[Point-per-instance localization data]
§ §

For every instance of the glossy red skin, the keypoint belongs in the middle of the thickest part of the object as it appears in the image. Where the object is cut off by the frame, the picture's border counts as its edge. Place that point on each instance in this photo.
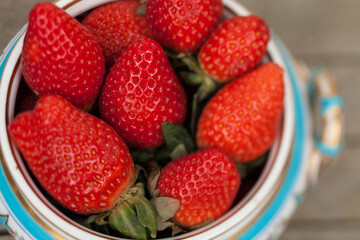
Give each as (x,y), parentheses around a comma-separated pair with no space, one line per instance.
(61,57)
(236,46)
(183,26)
(141,92)
(115,26)
(242,118)
(205,182)
(77,158)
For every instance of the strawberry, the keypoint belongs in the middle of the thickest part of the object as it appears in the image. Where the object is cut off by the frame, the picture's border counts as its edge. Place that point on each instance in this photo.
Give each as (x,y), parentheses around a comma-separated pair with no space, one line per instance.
(242,118)
(183,26)
(61,56)
(236,46)
(77,158)
(115,26)
(206,183)
(140,93)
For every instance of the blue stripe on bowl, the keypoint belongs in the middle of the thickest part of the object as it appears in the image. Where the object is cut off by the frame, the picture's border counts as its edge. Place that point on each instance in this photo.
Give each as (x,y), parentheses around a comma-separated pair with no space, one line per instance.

§ §

▶ _Exercise_:
Each line of the entries above that has the word "every" is to be copied.

▶ _Solution to this problem_:
For every instance of the glossy red skin, the keypoint belongs in the middle of the thickest part of the object as it appears in the image. Where the object is cut off by the frame, the picture's border counts as its edge. Place that point on each instance in this photo.
For every instance of the strawberry, the keypoint belongs in the middle of the thickest part of the object as it appears in the image. Where the object is cut off by the frame, the picture's border counts as its edge. Place that point on each instance in this photo.
For every instance of the blue stripe on bowl, the keypoint belongs in the middle of the thickest part of the object as it appears in the image. Where the object is cut off by the frame, the picture's border counts as its edge. Place that point on each instance in this photo.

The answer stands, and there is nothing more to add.